> _Try it_:
If a line in the records below contains the word "wall", copy it.

> _Stored data_:

* * * * * * *

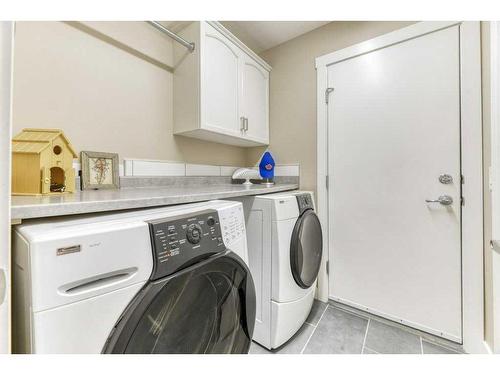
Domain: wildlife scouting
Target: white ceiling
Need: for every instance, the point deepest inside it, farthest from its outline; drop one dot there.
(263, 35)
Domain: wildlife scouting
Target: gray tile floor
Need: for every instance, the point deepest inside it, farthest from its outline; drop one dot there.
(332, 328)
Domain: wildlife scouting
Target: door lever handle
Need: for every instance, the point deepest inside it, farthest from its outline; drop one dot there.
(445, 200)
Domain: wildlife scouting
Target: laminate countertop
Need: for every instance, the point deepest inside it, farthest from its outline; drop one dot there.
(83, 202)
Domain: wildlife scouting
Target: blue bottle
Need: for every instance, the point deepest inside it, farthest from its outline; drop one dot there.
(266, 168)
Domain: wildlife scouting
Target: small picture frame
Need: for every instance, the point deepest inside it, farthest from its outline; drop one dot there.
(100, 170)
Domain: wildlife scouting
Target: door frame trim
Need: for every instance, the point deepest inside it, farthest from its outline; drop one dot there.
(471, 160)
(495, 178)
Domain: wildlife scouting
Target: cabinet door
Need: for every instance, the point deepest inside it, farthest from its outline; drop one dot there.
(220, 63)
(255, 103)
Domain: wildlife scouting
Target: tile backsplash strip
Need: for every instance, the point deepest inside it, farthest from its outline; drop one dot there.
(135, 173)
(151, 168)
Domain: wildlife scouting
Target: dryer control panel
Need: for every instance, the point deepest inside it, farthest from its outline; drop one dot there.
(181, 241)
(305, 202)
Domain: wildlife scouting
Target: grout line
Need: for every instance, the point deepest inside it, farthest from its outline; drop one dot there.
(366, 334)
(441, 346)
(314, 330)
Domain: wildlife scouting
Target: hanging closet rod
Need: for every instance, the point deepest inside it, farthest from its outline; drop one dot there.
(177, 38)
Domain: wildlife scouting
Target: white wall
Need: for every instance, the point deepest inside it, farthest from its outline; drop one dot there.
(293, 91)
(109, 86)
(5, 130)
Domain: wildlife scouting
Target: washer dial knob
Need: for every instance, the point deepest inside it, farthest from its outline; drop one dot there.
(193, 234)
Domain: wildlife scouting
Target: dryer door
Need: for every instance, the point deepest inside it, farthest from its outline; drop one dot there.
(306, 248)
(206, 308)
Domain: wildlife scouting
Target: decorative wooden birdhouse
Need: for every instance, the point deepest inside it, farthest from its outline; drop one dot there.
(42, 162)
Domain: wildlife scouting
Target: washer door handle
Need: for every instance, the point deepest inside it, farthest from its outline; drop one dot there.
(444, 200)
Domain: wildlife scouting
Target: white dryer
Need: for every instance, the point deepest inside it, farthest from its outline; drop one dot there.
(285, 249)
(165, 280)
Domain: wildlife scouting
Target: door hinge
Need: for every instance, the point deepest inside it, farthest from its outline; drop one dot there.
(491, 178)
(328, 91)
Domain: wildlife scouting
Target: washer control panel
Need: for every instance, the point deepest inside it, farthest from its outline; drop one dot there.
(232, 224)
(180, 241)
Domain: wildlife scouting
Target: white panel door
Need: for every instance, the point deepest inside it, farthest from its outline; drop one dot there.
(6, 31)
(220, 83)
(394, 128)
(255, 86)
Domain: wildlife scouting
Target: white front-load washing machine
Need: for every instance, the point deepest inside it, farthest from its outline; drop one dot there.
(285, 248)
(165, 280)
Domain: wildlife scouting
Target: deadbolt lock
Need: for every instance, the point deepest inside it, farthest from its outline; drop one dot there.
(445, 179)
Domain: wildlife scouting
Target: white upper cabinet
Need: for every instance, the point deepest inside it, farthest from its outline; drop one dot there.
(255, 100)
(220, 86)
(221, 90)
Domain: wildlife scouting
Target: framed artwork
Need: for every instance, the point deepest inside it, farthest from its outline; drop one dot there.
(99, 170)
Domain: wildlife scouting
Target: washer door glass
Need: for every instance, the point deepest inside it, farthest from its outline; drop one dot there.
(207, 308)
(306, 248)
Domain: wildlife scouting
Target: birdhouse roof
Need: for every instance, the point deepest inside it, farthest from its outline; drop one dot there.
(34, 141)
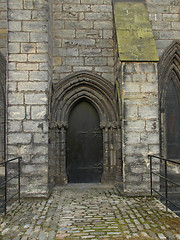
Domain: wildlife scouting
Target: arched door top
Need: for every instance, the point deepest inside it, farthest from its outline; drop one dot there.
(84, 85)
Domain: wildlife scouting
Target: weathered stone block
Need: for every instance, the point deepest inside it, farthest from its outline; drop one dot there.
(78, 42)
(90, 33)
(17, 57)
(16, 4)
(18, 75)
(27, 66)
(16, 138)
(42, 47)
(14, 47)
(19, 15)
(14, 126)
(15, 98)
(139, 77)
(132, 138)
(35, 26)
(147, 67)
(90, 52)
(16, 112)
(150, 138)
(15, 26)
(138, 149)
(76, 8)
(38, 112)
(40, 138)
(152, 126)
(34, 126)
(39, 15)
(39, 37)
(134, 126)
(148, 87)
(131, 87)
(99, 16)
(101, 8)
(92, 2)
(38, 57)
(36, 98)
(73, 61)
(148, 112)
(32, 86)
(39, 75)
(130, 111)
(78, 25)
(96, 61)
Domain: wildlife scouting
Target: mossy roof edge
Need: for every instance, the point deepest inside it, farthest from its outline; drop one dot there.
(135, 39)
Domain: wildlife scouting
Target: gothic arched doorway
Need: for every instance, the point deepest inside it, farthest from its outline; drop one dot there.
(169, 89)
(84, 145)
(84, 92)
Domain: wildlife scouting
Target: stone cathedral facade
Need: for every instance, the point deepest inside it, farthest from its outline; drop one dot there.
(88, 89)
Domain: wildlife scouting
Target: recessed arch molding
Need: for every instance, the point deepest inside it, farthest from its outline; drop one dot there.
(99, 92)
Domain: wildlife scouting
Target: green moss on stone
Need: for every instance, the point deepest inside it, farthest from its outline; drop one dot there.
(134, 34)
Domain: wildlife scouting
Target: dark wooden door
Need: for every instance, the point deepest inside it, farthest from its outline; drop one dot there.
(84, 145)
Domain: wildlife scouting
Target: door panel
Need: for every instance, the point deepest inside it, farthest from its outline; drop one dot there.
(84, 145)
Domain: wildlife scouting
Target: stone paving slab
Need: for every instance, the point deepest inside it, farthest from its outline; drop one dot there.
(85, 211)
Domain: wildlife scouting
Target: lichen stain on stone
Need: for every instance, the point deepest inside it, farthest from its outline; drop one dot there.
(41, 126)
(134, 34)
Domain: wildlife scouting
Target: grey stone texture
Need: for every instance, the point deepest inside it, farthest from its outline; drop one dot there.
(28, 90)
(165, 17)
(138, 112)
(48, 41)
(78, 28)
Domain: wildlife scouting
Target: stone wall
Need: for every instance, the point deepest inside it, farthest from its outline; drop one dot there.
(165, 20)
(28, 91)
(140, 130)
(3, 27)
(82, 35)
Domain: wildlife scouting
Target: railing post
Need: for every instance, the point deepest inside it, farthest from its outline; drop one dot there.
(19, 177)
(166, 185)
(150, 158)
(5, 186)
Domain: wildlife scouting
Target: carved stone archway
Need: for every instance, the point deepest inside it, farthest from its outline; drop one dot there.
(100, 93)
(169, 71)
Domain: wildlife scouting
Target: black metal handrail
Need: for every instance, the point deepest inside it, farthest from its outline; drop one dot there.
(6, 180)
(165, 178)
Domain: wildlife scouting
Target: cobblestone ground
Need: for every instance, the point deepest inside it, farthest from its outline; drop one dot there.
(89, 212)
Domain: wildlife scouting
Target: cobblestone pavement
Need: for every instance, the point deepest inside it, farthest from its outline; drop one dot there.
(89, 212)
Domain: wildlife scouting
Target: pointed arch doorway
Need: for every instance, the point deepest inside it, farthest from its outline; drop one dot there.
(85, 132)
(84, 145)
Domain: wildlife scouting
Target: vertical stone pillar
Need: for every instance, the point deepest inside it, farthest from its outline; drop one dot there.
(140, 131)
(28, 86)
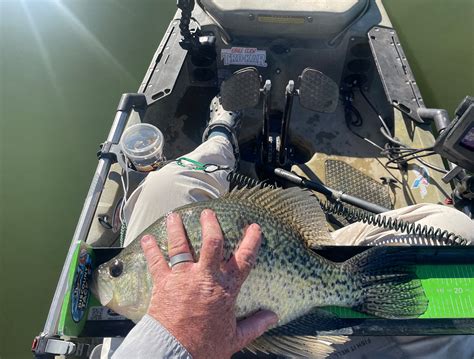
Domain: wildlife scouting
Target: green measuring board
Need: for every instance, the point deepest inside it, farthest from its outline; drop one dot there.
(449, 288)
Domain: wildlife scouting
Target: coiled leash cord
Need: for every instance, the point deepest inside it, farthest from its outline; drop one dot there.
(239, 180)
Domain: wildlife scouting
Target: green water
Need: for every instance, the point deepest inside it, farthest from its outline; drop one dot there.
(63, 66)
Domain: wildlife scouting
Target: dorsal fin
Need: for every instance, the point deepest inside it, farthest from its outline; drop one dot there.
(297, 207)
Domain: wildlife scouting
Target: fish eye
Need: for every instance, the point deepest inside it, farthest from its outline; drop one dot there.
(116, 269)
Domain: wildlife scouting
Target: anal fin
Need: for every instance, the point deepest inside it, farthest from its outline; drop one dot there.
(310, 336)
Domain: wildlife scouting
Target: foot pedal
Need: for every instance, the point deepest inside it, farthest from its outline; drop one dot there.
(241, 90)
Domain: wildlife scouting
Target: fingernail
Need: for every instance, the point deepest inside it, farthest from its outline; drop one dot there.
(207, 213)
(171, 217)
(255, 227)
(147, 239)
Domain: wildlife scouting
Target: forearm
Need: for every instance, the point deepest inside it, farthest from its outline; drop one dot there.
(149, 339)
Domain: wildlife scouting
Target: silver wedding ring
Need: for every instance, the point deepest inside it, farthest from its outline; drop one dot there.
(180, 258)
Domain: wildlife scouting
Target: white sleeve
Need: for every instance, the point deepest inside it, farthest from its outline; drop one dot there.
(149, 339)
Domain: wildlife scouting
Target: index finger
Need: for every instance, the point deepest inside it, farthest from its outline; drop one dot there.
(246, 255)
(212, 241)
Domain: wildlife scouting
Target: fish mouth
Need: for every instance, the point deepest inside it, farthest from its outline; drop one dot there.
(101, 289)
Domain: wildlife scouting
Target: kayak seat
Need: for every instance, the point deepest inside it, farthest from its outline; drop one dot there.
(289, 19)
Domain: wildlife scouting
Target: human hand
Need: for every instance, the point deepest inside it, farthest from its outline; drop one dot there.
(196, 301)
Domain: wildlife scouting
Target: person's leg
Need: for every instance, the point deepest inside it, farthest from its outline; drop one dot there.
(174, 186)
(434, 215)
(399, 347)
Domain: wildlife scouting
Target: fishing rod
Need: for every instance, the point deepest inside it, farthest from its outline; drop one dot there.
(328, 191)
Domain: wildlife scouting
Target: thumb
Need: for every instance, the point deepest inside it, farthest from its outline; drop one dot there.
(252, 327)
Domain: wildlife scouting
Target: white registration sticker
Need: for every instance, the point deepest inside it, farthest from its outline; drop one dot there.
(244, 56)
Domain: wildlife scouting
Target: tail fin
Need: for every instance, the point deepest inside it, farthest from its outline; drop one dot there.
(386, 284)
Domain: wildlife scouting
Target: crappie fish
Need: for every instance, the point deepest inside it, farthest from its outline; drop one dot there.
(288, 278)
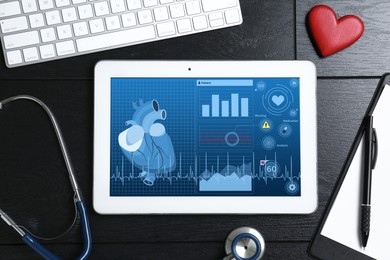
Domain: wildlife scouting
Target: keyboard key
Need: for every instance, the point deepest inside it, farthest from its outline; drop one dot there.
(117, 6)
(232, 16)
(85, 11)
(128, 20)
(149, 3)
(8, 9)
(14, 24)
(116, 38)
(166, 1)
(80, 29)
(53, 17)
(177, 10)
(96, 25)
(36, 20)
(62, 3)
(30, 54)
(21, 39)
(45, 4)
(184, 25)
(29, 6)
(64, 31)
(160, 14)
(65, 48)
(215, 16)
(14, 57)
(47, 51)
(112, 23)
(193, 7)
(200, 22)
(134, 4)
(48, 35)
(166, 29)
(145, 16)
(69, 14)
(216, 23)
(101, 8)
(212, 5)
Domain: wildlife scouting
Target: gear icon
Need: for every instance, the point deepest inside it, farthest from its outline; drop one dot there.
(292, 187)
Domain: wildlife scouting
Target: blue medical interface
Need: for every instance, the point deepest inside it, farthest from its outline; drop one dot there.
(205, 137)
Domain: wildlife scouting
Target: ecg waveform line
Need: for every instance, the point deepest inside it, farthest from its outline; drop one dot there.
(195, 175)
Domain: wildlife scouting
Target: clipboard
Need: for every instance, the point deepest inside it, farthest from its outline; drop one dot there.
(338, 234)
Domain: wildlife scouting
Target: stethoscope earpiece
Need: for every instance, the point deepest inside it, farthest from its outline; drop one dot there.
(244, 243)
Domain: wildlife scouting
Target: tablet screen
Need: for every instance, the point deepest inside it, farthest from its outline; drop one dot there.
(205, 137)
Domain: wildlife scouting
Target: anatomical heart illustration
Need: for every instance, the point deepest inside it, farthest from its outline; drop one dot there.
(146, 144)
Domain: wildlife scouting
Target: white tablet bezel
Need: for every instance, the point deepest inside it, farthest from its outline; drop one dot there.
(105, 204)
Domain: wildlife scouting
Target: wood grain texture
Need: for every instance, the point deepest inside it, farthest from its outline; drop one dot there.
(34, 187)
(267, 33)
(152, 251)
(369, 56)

* * * * * * *

> _Your solution_:
Target: white wall
Target: stone wall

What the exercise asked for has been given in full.